Stored data entries
-*-*-
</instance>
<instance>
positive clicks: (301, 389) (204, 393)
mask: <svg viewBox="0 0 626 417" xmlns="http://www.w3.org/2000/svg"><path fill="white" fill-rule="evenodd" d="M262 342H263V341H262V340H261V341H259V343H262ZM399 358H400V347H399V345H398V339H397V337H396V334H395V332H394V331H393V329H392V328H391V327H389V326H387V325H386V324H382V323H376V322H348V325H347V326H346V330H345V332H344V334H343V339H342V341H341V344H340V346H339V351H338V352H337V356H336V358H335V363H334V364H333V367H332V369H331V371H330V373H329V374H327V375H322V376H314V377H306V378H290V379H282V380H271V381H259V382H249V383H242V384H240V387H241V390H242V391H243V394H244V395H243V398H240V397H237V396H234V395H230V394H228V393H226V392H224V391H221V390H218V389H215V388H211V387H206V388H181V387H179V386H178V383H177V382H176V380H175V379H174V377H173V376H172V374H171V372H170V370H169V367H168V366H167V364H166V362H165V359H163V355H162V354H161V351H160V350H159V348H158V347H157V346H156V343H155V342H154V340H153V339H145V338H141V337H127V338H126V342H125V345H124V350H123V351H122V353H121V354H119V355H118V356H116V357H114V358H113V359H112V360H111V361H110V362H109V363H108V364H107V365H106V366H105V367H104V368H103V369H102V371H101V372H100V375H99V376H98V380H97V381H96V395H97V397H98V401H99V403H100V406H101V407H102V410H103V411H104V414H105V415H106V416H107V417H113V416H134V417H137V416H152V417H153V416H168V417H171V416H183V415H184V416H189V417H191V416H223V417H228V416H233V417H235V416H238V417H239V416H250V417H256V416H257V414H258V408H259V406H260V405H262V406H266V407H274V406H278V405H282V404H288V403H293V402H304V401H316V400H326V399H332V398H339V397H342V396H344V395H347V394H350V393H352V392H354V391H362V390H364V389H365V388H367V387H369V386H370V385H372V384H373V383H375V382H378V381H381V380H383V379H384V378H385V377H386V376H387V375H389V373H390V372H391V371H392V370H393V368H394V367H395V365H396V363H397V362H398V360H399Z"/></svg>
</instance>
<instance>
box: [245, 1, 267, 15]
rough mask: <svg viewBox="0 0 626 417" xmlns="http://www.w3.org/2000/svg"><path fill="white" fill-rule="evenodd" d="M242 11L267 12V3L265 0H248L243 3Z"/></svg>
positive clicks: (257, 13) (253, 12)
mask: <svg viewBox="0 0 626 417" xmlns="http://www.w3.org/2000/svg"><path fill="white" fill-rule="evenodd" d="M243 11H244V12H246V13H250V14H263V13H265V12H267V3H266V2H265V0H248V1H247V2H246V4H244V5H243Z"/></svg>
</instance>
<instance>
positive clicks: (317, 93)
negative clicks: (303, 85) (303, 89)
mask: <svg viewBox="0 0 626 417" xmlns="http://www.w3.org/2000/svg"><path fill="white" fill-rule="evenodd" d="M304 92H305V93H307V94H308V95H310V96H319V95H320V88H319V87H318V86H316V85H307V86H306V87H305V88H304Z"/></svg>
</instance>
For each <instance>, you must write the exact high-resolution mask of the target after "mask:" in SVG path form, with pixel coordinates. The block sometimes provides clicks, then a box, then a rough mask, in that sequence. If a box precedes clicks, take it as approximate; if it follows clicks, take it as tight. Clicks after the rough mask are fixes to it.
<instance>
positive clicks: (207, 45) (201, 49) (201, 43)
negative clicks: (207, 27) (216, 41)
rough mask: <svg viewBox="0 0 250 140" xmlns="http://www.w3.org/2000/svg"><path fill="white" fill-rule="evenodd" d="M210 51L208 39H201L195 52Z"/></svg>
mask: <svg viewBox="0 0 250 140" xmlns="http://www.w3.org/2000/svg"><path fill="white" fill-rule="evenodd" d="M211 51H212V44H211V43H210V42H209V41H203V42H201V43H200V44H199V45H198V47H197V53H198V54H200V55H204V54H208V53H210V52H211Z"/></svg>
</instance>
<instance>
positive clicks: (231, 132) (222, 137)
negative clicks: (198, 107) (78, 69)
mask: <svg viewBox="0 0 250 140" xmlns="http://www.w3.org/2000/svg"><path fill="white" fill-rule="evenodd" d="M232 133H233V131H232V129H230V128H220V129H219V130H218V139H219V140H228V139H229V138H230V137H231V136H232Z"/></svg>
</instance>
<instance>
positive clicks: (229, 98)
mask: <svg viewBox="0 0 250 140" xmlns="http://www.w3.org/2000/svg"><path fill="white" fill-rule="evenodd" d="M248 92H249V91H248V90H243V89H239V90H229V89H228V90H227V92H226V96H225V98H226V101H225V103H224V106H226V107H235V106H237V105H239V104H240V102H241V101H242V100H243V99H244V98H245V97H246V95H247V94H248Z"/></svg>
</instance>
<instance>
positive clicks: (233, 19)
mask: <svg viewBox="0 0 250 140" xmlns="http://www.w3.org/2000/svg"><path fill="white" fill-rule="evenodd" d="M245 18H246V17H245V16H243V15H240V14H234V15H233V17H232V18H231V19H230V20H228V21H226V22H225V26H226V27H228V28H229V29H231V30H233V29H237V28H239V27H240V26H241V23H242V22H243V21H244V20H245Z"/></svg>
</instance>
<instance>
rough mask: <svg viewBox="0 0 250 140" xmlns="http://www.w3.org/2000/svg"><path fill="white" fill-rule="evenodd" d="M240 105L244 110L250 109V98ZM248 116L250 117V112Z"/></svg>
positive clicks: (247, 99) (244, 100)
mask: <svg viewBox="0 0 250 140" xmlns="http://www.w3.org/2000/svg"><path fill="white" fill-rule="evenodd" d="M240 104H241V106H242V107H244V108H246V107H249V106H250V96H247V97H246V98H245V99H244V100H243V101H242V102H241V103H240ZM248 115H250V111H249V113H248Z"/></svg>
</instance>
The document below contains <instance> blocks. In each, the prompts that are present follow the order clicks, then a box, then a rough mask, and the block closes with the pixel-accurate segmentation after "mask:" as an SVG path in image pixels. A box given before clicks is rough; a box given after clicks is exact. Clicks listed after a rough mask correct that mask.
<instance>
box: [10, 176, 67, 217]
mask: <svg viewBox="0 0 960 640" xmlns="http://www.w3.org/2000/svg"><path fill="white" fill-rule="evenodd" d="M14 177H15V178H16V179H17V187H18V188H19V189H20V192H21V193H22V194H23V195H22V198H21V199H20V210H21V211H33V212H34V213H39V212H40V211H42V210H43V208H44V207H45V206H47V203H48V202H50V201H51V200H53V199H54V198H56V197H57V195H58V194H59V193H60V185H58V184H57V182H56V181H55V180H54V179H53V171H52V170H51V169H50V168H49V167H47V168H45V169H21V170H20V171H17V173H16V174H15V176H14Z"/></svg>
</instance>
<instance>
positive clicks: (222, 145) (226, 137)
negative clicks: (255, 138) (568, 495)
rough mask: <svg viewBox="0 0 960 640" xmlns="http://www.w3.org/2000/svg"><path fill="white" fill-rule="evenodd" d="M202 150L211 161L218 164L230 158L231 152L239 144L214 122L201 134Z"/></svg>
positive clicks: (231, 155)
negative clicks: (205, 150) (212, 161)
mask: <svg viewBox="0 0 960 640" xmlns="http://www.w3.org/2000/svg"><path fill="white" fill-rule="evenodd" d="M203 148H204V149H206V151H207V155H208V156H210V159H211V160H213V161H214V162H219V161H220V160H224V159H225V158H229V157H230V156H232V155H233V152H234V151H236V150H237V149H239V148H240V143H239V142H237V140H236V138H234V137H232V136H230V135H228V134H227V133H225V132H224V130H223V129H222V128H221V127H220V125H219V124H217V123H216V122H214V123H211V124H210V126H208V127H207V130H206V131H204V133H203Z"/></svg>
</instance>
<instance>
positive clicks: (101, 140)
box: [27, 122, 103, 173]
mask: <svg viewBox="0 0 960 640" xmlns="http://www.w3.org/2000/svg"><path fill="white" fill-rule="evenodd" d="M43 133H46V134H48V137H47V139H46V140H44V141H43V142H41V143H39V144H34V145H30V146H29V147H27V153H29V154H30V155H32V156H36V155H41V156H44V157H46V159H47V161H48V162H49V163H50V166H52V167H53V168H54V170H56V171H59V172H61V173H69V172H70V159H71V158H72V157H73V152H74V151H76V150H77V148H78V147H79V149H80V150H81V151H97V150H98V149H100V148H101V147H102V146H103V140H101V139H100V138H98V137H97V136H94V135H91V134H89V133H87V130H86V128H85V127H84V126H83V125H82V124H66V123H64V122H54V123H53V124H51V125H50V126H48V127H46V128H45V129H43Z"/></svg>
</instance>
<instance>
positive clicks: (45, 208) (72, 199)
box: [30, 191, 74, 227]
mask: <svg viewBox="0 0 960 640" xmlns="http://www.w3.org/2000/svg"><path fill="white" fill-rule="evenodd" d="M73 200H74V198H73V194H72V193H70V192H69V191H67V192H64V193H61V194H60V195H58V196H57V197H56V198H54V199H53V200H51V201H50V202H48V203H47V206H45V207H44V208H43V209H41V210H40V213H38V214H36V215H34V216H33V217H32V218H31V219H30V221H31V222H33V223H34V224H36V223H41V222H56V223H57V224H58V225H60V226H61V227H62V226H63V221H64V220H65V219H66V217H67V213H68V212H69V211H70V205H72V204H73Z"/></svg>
-*-*-
- **What needs to be done**
Of the entries above, transcribe exactly those lines that fall between the line containing "11L267 12V3L265 0H248L243" and the line containing "negative clicks: (207, 27) (216, 41)", together with those two lines.

- **Final answer**
rough mask: <svg viewBox="0 0 626 417" xmlns="http://www.w3.org/2000/svg"><path fill="white" fill-rule="evenodd" d="M242 11L267 12V3L265 0H248L243 3Z"/></svg>
positive clicks: (257, 13) (253, 12)
mask: <svg viewBox="0 0 626 417" xmlns="http://www.w3.org/2000/svg"><path fill="white" fill-rule="evenodd" d="M243 11H244V12H246V13H250V14H263V13H265V12H267V3H266V2H265V0H248V1H247V2H246V4H244V5H243Z"/></svg>
</instance>
<instance>
positive clicks: (317, 93)
negative clicks: (303, 85) (303, 89)
mask: <svg viewBox="0 0 626 417" xmlns="http://www.w3.org/2000/svg"><path fill="white" fill-rule="evenodd" d="M304 92H305V93H307V94H308V95H310V96H319V95H320V88H319V87H318V86H316V85H307V86H306V87H305V88H304Z"/></svg>
</instance>
For each <instance>, you must write the exact high-resolution mask of the target after "mask:" in SVG path form, with pixel coordinates. The block sometimes provides clicks, then a box, then a rough mask, in that sequence. If a box precedes clicks, take it as approximate; if it follows clicks, take it as tight. Clicks after the rough mask are fixes to it.
<instance>
positive clicks: (207, 45) (201, 49) (201, 43)
negative clicks: (207, 27) (216, 41)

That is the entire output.